## [Dataset entries]
— START —

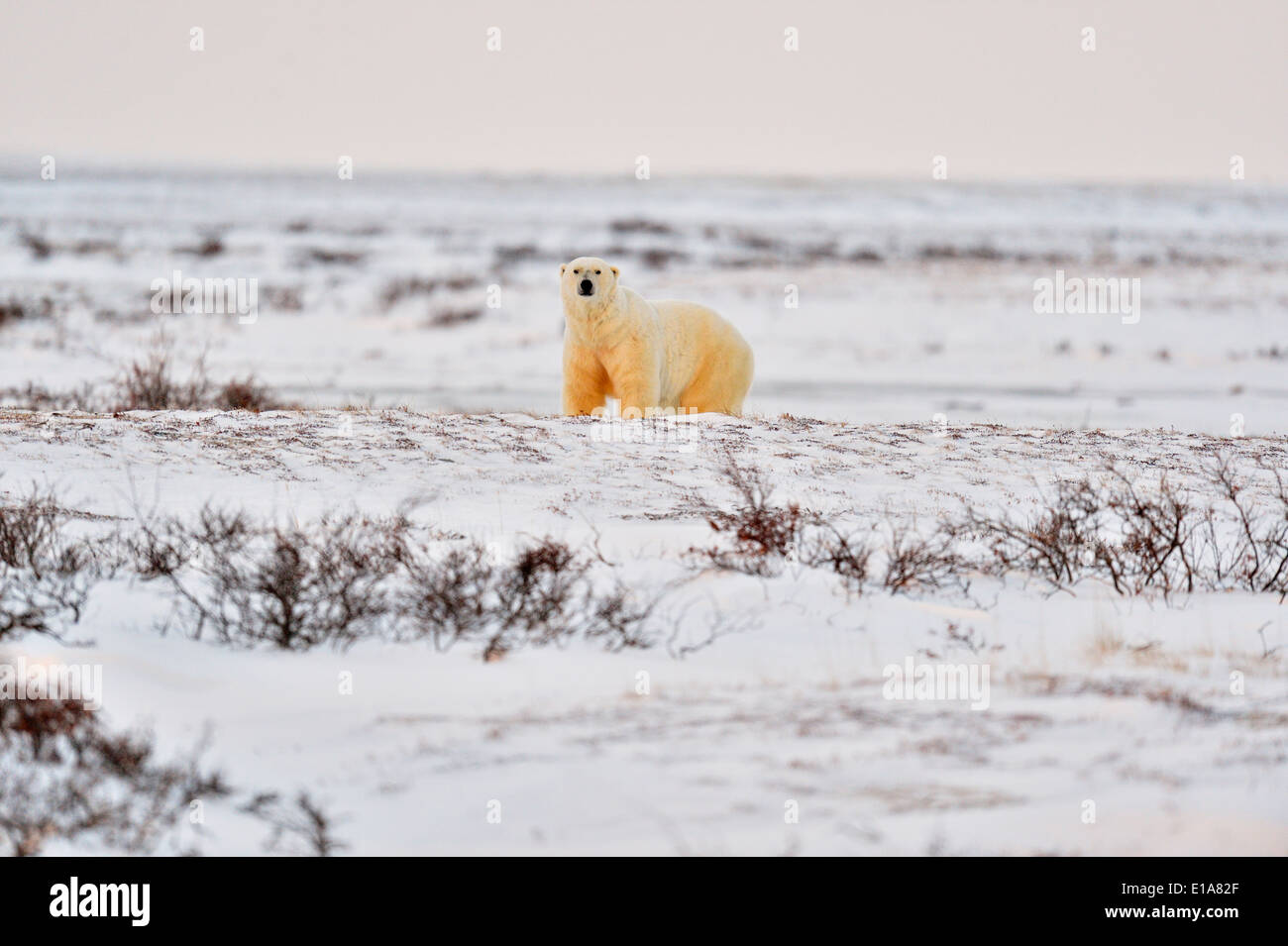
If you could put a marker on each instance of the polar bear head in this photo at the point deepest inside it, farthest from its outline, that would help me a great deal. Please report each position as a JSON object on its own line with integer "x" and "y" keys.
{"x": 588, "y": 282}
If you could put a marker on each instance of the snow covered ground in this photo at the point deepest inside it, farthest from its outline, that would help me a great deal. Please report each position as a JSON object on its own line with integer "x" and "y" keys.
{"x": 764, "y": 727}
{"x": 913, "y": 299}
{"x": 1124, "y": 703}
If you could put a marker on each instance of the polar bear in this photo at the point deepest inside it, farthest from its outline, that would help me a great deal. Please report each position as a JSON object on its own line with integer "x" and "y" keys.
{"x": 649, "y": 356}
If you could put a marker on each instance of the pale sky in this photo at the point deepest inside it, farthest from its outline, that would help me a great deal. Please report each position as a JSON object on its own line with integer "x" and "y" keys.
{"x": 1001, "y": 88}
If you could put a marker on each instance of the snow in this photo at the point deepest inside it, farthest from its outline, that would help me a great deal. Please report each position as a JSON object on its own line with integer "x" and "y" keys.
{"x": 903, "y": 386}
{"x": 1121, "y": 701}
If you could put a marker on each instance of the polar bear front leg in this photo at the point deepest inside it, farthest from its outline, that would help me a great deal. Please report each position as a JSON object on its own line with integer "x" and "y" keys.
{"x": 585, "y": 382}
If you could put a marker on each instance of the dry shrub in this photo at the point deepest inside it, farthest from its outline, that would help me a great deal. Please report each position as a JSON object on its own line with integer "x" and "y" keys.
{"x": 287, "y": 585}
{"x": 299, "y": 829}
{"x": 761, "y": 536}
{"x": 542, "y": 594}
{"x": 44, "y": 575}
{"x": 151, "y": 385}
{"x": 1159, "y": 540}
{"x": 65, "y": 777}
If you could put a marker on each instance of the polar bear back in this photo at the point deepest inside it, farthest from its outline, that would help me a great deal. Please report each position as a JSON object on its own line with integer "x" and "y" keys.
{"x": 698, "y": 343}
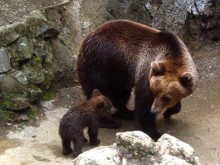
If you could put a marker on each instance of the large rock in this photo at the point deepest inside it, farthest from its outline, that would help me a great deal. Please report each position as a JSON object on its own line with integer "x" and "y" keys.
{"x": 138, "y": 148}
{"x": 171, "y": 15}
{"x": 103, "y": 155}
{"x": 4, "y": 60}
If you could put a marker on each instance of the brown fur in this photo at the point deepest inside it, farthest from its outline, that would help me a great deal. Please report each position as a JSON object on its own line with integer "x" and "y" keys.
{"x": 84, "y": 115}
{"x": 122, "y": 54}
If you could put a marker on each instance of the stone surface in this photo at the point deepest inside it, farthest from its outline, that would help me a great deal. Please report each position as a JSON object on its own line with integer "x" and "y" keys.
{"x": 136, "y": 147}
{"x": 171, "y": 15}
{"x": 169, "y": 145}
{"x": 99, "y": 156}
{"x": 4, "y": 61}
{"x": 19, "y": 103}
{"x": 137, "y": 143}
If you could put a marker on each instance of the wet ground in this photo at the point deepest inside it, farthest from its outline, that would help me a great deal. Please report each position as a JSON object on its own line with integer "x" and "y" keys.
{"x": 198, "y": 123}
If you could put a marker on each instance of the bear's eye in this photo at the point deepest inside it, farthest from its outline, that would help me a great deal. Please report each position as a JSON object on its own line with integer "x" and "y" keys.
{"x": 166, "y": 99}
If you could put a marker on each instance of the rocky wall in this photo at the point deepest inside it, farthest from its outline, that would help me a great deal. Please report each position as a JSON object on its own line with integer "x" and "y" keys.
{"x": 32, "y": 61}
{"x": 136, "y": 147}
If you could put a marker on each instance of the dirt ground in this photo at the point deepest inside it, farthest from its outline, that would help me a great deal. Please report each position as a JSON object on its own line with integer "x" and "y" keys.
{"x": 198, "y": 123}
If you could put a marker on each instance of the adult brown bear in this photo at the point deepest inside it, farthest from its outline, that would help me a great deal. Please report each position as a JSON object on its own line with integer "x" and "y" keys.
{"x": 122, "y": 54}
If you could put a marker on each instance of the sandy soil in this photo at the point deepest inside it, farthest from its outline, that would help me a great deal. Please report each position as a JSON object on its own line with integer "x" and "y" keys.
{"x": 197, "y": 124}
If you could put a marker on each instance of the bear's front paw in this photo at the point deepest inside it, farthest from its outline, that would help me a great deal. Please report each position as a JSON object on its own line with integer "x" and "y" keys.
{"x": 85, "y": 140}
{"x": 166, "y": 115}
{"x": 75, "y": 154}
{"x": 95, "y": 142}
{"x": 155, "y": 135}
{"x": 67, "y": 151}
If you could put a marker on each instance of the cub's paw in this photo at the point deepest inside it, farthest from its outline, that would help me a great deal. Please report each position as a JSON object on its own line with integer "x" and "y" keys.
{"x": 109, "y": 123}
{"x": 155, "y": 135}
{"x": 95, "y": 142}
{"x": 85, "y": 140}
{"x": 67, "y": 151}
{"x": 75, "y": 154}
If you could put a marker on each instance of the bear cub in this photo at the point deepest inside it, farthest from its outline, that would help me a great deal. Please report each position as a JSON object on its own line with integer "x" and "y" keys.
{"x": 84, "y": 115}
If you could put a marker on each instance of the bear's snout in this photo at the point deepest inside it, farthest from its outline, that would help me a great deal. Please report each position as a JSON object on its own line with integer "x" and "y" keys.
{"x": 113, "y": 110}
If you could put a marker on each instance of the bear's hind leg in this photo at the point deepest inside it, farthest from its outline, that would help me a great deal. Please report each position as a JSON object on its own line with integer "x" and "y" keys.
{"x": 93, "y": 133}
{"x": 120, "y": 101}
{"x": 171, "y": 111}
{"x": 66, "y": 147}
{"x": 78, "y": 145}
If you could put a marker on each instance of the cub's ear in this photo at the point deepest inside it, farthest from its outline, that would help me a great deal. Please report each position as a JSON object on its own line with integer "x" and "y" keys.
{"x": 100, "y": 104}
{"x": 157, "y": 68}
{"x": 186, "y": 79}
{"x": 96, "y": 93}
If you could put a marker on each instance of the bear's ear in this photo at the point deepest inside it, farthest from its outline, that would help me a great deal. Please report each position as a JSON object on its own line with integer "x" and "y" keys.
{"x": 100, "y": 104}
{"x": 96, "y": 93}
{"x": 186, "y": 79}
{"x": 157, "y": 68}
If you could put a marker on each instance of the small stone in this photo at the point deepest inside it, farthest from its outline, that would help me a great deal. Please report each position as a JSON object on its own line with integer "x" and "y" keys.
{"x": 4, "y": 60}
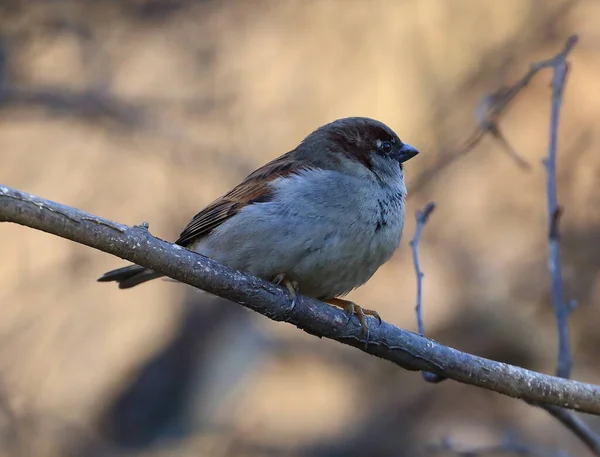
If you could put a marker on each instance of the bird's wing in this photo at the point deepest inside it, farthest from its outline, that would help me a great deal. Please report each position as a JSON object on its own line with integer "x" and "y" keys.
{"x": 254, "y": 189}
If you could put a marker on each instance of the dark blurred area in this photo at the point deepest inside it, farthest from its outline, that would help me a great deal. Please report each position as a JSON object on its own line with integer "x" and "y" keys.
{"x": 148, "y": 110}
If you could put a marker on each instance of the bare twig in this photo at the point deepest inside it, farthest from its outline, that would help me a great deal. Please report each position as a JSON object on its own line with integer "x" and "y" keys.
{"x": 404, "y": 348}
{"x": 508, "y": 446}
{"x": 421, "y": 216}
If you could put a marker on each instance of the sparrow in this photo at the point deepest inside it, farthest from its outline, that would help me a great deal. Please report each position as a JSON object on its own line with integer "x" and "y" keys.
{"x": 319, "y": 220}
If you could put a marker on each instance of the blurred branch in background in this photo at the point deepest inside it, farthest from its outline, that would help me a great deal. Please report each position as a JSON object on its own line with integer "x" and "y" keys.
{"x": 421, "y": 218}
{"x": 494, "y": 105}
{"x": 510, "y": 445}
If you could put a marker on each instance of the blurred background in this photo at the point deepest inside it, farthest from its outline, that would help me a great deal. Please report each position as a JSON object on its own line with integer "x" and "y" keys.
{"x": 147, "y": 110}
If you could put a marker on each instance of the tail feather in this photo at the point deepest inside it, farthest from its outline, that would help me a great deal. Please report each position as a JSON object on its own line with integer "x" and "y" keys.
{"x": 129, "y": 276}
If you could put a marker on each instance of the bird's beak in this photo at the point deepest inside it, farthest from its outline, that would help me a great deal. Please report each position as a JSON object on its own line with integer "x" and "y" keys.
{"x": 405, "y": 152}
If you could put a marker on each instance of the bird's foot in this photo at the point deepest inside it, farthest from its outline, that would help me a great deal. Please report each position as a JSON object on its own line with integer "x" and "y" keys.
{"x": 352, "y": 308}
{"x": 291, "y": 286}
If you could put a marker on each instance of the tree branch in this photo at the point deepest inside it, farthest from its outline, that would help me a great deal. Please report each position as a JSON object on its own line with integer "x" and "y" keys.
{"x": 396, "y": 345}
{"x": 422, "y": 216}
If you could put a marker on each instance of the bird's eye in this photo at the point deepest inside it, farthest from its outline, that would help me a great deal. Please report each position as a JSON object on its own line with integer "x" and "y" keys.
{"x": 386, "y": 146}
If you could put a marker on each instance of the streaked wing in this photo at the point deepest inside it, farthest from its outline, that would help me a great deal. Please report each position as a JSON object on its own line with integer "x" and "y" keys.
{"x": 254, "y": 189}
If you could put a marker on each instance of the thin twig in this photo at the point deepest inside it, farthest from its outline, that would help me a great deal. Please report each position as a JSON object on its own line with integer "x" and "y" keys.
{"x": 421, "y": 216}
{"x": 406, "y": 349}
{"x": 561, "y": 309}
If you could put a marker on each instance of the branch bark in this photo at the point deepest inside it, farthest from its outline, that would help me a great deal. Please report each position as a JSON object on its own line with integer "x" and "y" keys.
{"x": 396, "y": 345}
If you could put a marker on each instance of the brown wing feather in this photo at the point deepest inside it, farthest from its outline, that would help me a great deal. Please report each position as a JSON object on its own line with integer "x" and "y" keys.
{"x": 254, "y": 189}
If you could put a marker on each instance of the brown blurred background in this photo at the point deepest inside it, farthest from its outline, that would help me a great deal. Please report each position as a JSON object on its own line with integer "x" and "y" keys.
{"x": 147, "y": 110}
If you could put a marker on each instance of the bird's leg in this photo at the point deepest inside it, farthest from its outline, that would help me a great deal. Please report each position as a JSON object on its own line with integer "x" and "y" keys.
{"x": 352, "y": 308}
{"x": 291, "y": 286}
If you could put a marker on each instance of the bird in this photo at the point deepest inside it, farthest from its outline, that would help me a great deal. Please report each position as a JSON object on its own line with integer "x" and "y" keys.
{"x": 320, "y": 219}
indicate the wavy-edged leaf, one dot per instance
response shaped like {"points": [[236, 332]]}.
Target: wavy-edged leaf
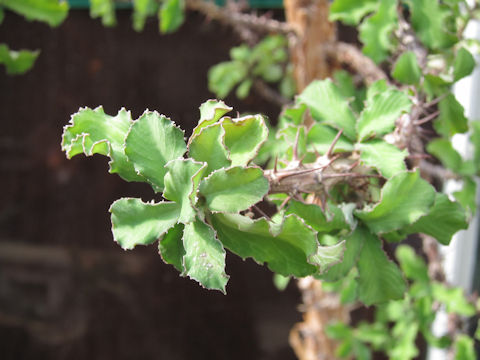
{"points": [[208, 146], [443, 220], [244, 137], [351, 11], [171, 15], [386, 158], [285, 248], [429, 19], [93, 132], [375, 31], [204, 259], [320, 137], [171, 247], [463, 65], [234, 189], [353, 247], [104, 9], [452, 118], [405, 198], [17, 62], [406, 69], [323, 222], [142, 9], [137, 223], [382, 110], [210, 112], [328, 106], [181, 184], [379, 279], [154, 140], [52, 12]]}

— END —

## [Goal]
Quote exactly, and only, the lines from the line containing "the brown blurred" through the final line of the records above, both included, omitting any pictures.

## [Written response]
If you could put a marker on each instance of the brown blurred background in this photo at the point deepest inside it, farthest from its outline, that would help me a great deal. Please report each position as a JSON object on its own line with integer "x" and "y" keys.
{"x": 147, "y": 110}
If you could put a marker on each instance of the bird's leg in this photo at the point deepest inside it, farthest from its outline, that would help me a great deal. Please report each position as a JSON object on its own line with integer "x" and "y" keys.
{"x": 352, "y": 308}
{"x": 291, "y": 286}
If you could put a marker on each instance of the bird in this photo at the point deepest inside it, farthest from its outline, that would help me a great deal. Please report each position as a JSON object on its own line with integer "x" and "y" keys.
{"x": 320, "y": 219}
indicate the wavy-edged leaf, one dot per instance
response shaped like {"points": [[236, 332]]}.
Target: wavy-edged leaf
{"points": [[208, 146], [443, 220], [244, 137], [351, 11], [171, 15], [386, 158], [285, 248], [429, 19], [93, 132], [375, 31], [204, 259], [320, 137], [171, 247], [463, 65], [234, 189], [353, 247], [104, 9], [452, 118], [405, 198], [17, 62], [406, 69], [323, 222], [142, 9], [137, 223], [382, 110], [210, 112], [328, 106], [181, 184], [379, 279], [154, 140], [52, 12]]}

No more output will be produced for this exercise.